### Goal
Starting at the line that contains "TARGET = wooden railing post", rewrite every line through the end of the data, unchanged except that each coordinate in the answers is increased by 76.

### Extracted records
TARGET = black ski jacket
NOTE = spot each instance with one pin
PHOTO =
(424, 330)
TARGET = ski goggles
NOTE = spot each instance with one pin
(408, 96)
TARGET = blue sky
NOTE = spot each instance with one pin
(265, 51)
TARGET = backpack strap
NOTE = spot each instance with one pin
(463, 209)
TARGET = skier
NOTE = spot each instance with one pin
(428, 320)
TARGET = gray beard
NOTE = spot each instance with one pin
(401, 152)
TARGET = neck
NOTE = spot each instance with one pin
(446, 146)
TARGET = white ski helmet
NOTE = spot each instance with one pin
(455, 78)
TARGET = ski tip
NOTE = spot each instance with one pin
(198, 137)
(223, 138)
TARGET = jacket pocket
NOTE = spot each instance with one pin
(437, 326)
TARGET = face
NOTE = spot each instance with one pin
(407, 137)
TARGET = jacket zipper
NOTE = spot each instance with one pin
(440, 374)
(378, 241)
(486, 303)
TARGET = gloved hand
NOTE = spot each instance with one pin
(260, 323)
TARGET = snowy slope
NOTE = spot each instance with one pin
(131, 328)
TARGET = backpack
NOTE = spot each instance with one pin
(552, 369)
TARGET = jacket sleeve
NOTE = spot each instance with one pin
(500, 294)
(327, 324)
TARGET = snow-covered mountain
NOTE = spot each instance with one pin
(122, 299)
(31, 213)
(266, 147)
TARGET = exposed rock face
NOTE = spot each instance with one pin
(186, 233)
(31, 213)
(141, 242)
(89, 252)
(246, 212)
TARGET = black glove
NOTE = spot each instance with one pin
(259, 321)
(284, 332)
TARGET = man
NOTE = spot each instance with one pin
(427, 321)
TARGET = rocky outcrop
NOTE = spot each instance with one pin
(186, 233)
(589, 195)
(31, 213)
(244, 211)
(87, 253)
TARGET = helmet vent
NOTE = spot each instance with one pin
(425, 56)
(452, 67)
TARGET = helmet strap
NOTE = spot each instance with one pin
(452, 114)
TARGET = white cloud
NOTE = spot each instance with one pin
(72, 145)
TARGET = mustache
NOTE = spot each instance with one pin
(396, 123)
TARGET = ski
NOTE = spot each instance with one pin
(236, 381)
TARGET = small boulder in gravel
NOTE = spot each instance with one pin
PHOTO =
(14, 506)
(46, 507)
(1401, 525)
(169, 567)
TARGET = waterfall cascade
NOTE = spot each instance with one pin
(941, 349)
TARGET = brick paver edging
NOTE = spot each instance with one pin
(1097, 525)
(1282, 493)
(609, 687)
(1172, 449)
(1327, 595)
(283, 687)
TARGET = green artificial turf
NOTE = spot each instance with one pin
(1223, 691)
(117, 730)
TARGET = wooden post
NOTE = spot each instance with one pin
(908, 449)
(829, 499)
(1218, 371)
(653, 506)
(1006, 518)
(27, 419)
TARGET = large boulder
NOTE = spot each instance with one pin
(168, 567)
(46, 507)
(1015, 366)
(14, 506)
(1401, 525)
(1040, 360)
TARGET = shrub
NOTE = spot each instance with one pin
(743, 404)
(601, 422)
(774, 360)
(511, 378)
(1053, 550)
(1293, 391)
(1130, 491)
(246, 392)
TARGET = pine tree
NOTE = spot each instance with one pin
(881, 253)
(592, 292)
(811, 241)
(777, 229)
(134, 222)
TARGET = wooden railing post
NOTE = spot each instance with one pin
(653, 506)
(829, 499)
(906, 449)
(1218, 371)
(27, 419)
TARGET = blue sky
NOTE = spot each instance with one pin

### Answer to the task
TARGET = wooden railing post
NOTE = spot each instance with one pin
(729, 582)
(905, 575)
(982, 525)
(1294, 447)
(103, 495)
TARGET = blue sky
NOTE = spot each instance with one pin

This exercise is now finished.